■ What the task requires
In the data that follows, find the line containing "# for every instance of the black"; then quote that line and every line after it, exactly, through the last one.

[Saved entries]
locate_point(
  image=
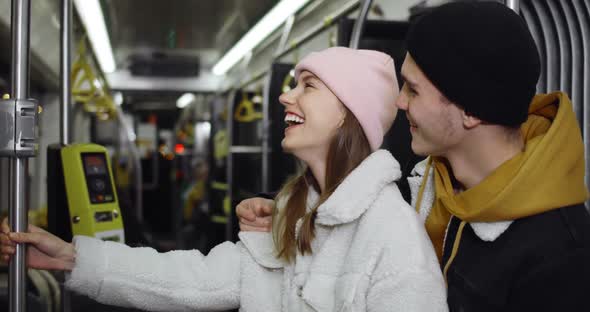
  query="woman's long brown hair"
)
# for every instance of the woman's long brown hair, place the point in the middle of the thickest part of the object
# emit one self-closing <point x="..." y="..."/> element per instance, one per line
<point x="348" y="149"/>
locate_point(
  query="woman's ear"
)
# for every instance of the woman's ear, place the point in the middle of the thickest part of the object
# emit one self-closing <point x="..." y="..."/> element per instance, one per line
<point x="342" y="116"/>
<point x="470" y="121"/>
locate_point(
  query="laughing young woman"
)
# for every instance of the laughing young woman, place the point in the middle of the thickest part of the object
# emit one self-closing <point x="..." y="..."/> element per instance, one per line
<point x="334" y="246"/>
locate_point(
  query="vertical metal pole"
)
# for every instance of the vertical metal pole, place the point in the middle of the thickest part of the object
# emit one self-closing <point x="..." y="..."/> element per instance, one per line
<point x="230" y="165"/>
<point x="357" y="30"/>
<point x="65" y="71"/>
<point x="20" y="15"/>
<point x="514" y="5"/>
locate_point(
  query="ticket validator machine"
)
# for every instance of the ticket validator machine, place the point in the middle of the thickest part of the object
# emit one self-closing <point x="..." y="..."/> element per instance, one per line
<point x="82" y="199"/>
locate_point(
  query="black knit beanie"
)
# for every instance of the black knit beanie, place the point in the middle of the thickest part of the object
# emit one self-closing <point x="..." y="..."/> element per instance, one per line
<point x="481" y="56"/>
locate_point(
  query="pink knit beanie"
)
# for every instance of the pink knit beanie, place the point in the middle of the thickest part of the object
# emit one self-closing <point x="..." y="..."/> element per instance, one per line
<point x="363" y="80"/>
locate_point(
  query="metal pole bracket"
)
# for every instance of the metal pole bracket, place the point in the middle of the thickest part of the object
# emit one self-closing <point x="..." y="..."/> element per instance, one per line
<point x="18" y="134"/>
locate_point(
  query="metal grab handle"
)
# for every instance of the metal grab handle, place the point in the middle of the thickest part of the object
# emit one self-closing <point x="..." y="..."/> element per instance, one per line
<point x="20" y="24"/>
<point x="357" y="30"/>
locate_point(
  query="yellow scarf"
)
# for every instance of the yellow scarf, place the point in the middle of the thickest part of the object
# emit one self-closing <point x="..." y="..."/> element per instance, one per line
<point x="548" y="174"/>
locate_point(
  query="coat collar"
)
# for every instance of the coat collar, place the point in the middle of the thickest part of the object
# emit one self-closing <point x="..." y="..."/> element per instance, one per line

■ Response box
# for every instance of the black knit beanie, place the point in the middle of the thickest part of the object
# emit one self-closing <point x="..." y="..."/> element per instance, one per line
<point x="481" y="56"/>
locate_point(
  query="pink knit beanie"
)
# for every instance of the pink knit beanie, place the point in the middle of the thickest part of the object
# emit one self-closing <point x="..." y="..."/> element per instance, one per line
<point x="363" y="80"/>
locate_point(
  query="metal pole bracket"
)
# for every instance of the metal pole bracket, place the point in the middle of the thickest part of the object
# emit one self-closing <point x="..." y="..."/> element per instance, one per line
<point x="18" y="134"/>
locate_point(
  query="metal grab handle"
)
# for every instance of the metal grab handle, place the point in the middle of the thickest part of the object
# emit one self-closing <point x="..." y="..."/> element per instance, one per line
<point x="20" y="24"/>
<point x="357" y="30"/>
locate_point(
  query="yellow scarf"
)
# for every instance of the yellow scarf, place the point in the middle of the thickest part of the object
# emit one self-closing <point x="..." y="..."/> element per instance, one per line
<point x="548" y="174"/>
locate_point(
  query="coat collar"
)
# for every instance of the coat collar, place the point in the middle of the thickest part of the object
# emit one self-closing <point x="..." y="..."/> element per instance, one per line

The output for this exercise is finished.